What to work on:
A: According to the sentencing excerpt, what forms of help was Al Qatrani to provide to Govender while Govender was in Australia? List them all.
B: Write out the stretch of the sentencing excerpt from "The sentencing of" through "units, or both.".

Page excerpt:
§

The sentencing of the co-accused Al Qatrani

  1. Al Qatrani was sentenced by Wass SC DCJ on 21 October 2021 to a total term of imprisonment of 15 years, with a non-parole period of 9 years. For this offence, the maximum penalty is imprisonment for life or 7,500 penalty units, or both.

  2. Al Qatrani is first eligible for release on parole on 4 February 2026.

  3. In sentencing Al Qatrani, Wass SC DCJ made the following findings:

  1. The offender did not plead guilty or assist law enforcement agencies.

  2. In relation to Al Qatrani’s role in the importation: (a) His “role in the enterprise was to open the machinery and to unpack the illegal shipment, and to assist … Govender whilst he was in Australia, including providing transport, accommodation, a phone and some computer assistance”; and (b) there was “no evidence that the offender was to have any role in the enterprise after he opened the machinery and sorted the drugs”. Later, it was said that Al Qatrani “stood to make a significant amount of money for his small but necessary and risky role in the enterprise”.

§

Material:
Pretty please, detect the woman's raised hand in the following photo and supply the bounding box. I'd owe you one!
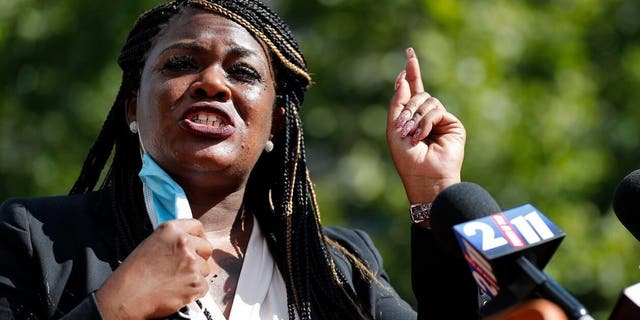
[96,219,213,319]
[387,48,466,203]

§

The results:
A:
- transport
- accommodation
- a phone
- some computer assistance

B:
The sentencing of the co-accused Al Qatrani

  1. Al Qatrani was sentenced by Wass SC DCJ on 21 October 2021 to a total term of imprisonment of 15 years, with a non-parole period of 9 years. For this offence, the maximum penalty is imprisonment for life or 7,500 penalty units, or both.